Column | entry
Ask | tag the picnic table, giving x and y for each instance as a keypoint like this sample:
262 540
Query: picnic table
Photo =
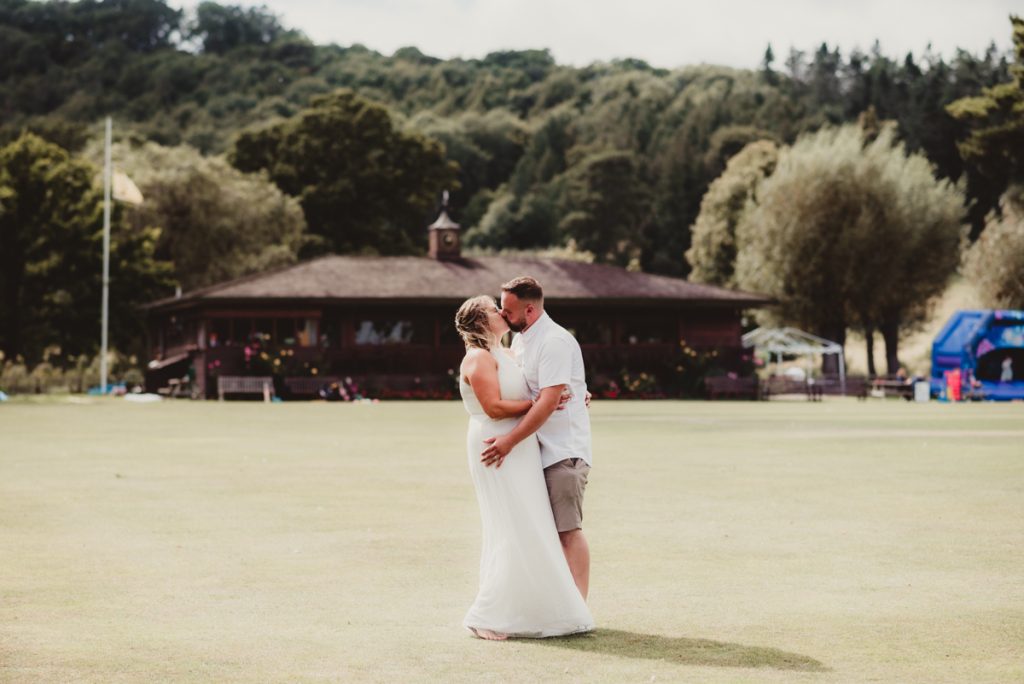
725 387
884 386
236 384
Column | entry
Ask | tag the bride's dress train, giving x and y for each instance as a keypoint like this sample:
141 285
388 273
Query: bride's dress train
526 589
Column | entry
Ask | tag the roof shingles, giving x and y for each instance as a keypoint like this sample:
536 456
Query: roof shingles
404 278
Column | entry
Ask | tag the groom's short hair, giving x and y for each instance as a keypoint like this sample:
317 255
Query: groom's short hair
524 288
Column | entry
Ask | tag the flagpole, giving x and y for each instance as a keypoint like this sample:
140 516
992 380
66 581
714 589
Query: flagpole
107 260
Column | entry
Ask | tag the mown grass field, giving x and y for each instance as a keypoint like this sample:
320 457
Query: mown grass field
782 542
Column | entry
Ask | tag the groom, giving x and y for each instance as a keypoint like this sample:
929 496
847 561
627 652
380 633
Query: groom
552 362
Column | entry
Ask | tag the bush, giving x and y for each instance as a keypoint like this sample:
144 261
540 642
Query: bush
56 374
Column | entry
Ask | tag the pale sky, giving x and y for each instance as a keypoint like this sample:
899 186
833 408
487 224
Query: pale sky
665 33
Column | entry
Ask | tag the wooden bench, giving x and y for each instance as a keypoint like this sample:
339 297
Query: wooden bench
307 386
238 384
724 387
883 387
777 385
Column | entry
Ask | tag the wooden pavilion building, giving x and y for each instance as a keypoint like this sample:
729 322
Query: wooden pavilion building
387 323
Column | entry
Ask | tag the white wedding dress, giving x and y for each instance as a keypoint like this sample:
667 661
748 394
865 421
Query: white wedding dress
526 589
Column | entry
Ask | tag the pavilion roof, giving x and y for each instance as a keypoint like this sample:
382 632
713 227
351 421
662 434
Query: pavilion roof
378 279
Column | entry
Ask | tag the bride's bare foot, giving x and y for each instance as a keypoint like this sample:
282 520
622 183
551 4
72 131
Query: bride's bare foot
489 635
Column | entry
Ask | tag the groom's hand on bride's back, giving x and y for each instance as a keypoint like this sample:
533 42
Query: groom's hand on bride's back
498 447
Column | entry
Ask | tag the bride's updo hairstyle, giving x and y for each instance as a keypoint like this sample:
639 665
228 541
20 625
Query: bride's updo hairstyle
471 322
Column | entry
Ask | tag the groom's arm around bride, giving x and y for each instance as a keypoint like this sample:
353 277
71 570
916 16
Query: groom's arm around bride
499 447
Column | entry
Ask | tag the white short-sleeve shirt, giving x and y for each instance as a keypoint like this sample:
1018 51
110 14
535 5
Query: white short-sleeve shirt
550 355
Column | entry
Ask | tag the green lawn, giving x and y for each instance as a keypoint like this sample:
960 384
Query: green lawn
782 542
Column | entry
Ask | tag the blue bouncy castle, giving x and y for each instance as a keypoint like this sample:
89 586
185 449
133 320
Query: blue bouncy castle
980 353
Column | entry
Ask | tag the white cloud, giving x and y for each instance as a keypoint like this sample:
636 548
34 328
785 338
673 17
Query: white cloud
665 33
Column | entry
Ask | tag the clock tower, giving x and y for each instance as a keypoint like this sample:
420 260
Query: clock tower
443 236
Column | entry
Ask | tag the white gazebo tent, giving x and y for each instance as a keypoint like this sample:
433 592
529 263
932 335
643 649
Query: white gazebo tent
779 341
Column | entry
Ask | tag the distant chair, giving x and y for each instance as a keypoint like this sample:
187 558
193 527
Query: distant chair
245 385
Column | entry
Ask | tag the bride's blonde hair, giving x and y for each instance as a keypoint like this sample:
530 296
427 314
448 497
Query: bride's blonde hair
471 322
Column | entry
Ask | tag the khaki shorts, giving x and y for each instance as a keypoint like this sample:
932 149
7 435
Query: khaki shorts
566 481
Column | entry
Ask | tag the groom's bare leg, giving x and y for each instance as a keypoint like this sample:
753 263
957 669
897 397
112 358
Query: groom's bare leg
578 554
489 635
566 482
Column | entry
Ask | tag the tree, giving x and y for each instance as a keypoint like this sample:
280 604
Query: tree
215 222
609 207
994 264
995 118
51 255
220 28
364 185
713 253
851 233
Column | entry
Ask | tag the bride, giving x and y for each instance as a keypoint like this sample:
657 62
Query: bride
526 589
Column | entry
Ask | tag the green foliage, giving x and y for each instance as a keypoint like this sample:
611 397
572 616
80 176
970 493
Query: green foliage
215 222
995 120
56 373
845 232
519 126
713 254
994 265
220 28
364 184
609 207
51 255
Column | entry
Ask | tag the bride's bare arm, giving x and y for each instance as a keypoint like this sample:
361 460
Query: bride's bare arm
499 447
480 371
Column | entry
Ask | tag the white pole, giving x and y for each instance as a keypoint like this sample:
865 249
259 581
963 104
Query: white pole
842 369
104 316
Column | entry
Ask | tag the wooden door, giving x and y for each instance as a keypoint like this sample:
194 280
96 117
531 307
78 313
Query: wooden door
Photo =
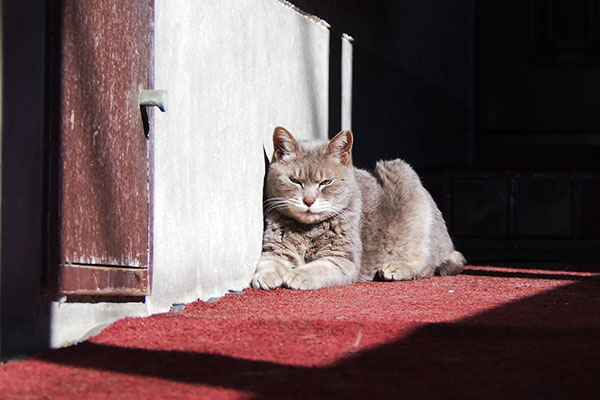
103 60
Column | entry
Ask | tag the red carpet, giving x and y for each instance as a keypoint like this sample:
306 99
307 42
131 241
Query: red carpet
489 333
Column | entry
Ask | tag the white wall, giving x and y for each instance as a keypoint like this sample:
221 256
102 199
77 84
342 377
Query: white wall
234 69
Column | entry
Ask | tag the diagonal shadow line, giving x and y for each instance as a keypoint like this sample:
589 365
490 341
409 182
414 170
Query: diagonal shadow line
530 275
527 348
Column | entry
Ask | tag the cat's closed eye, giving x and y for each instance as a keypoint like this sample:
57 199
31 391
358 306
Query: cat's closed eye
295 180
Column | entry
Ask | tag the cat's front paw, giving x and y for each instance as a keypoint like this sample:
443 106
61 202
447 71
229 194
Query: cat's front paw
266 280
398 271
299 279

* * * * *

Pick out each line of the data above that contains the word "wedding", and copy those lines.

Ask | tag the white wedding dress, giving x and y for each instance as a keypoint like this sample:
Query: white wedding dress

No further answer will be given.